◆ Your objective: Write out precisely the lines beginning with the line that contains "Return one point for each instance of the pale" and ending with the last line of the entries, and no other lines.

◆ Extracted material:
===============
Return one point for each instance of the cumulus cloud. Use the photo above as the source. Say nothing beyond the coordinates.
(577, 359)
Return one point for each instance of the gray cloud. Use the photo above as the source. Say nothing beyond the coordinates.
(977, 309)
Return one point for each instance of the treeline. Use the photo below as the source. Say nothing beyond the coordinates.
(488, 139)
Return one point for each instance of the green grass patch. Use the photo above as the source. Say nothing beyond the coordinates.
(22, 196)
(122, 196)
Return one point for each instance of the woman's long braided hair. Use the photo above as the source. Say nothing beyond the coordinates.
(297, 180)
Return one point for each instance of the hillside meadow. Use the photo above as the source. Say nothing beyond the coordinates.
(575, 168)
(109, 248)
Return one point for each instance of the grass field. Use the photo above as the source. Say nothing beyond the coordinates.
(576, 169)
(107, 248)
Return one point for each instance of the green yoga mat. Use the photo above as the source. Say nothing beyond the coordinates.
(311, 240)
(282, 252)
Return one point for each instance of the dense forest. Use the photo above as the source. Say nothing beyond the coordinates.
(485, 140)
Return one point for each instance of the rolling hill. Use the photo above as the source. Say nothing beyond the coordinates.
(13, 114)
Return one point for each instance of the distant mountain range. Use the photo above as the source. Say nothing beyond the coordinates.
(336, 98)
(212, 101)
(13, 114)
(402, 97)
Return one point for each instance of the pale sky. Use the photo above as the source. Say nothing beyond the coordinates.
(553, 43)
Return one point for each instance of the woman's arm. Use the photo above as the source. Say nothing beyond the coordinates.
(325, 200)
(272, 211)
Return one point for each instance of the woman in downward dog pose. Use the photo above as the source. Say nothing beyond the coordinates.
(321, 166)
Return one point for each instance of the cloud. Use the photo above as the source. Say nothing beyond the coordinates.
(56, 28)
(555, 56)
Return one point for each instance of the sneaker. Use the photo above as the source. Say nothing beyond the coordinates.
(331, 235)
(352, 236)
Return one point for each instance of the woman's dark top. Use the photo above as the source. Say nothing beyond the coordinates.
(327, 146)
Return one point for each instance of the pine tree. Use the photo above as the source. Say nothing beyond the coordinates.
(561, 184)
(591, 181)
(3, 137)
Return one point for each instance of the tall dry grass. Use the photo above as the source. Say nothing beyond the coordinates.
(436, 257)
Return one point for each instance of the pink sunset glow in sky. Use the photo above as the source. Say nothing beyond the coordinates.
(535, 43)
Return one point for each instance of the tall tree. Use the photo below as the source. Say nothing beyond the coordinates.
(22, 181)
===============
◆ Answer box:
Return one point for each instance of the pale sky. Use the photo above as the source. Say nothing beyond the coordinates.
(553, 43)
Return one point for each instance of the woman's arm. Use the photo above as the source. Say nothing beyond the coordinates.
(325, 200)
(272, 211)
Return one point for each instance of the woman in downward dog pose. Use the photo above as the source. Say nothing beyond the coordinates.
(321, 166)
Return one point for each instance of the cloud. Use the photo above as the source. Say nothing beyond the coordinates.
(56, 28)
(555, 56)
Return one point for each instance of the sneaker. Use the photo above as the source. Say nothing beyond the coordinates.
(331, 235)
(352, 236)
Return one point for each instance of the woman's dark top. Use the photo above as the source. Say nothing beyond the coordinates.
(327, 146)
Return one point for each instance of the pine tree. Use the photo above as the source. Say nothing beyond the coordinates.
(561, 184)
(591, 181)
(3, 137)
Return one point for each instance of the tall dry grass. Use the photo above as the source. Say nothing beyond the coordinates.
(436, 257)
Return one point for each instance of the pink sunset glow in sky. Use the photo above as the source. Say nothing beyond the coordinates.
(535, 43)
Return one point for each instance of the tall tree. Use the photo below as the source. Say nothing beyond the coordinates.
(22, 181)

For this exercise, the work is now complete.